### Source passage

In The Balance

Given how dads are taking a much more hands-on role in
raising children than they did even a generation ago, we think that it’s time
to ask successful working fathers the same questions that female executives get
asked all the time. How do you balance work and family? Can you excel in your
career and be the parent you want to be? What has becoming a parent done to
your career?

The ever resourceful Matt Schneider and Lance
Somerfeld, Co-Organizers of the NYC Dads Group, brought
together and moderated a small (but candid) cast of dads to discuss these
issues. Joining the party is Dr. Brad Harrington, the Executive Director of the
Boston College Center for Work and Family, who
spends considerable time researching what working dads think they want out of work
and life. (At the beginning of the conversation, Prof. Harrington presented
some of his recent findings to the panel. Here we present them in the sidebar below.)

The other panelists:

Scott Heiferman: Founder and CEO
of Meetup; father of an 18-month-old girl.

######
### Provided data

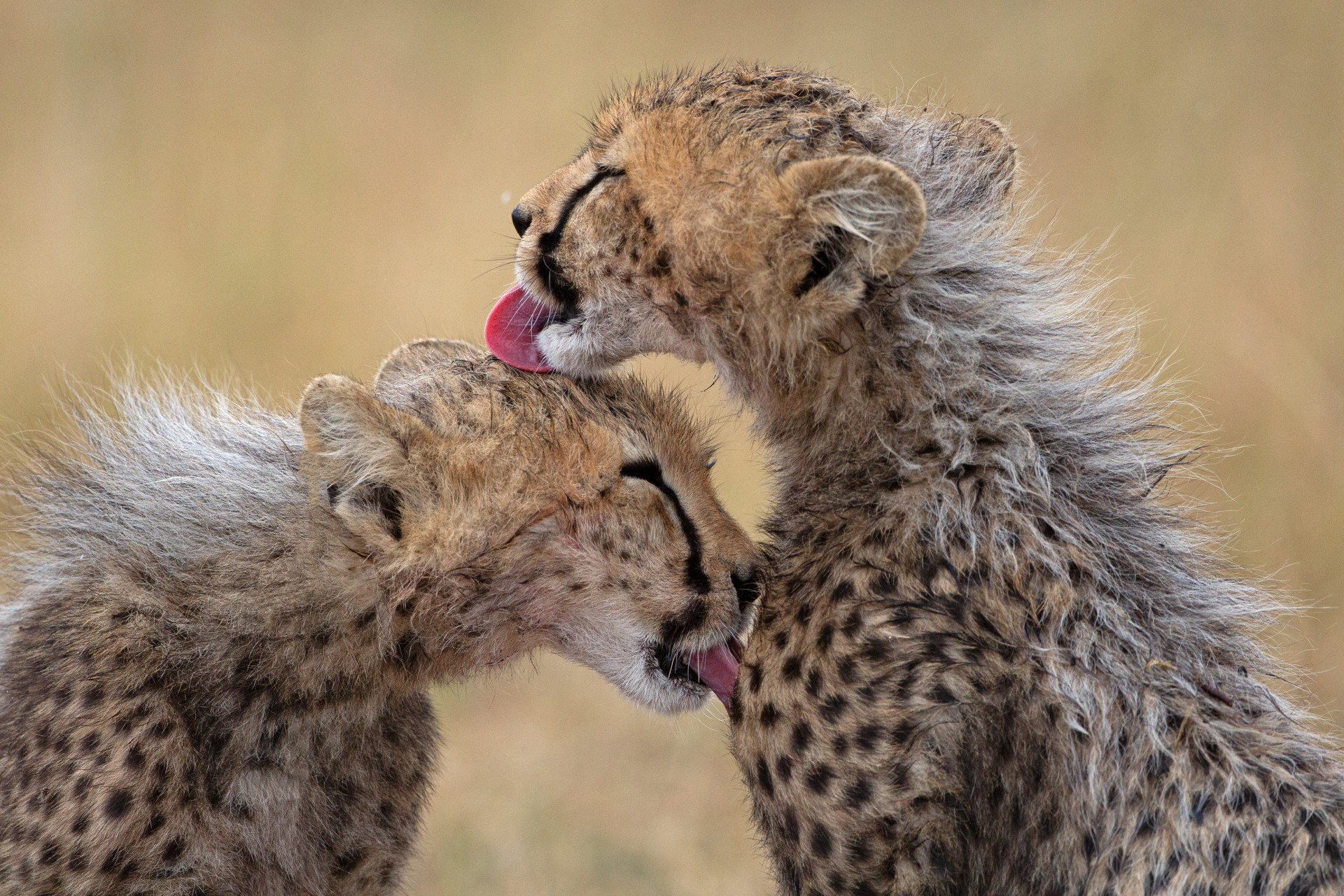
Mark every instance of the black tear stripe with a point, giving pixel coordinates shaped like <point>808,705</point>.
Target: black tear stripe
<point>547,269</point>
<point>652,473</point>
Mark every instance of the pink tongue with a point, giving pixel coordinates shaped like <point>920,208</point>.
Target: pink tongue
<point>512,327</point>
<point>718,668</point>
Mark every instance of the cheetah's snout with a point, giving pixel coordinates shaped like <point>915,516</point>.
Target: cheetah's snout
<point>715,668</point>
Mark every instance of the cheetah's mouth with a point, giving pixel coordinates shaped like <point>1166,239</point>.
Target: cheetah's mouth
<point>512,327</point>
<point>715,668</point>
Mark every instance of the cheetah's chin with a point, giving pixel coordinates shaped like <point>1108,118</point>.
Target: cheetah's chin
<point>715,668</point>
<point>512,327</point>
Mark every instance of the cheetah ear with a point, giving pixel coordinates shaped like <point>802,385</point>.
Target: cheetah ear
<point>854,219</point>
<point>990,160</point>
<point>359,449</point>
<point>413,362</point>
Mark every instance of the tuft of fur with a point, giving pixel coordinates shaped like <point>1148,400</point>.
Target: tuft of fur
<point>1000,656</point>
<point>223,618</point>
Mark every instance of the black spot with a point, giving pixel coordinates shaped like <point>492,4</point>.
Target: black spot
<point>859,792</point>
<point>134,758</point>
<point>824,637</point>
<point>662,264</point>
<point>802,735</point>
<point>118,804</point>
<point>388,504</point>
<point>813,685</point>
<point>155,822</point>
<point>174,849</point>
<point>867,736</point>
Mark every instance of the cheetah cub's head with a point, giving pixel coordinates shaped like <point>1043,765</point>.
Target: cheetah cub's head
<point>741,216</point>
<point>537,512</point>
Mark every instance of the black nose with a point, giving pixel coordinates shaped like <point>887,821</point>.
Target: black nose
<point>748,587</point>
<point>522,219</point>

######

Objectives:
[A] Using the passage on working fathers above, explain in one to three sentences why it says it is time to ask successful working fathers the questions that female executives usually get.
[B] Please answer these questions about the passage on working fathers, marking each answer to match its question.
(i) Who brought together and moderated the group of dads?
(ii) Which center does Dr. Brad Harrington lead as Executive Director?
(iii) How old is Scott Heiferman's daughter?

The results:
[A] Dads now take a much more hands-on role in raising children than they did even a generation ago. For that reason, the passage says successful working fathers should be asked the same questions female executives get all the time.

[B]
(i) Matt Schneider and Lance Somerfeld, Co-Organizers of the NYC Dads Group
(ii) The Boston College Center for Work and Family
(iii) 18 months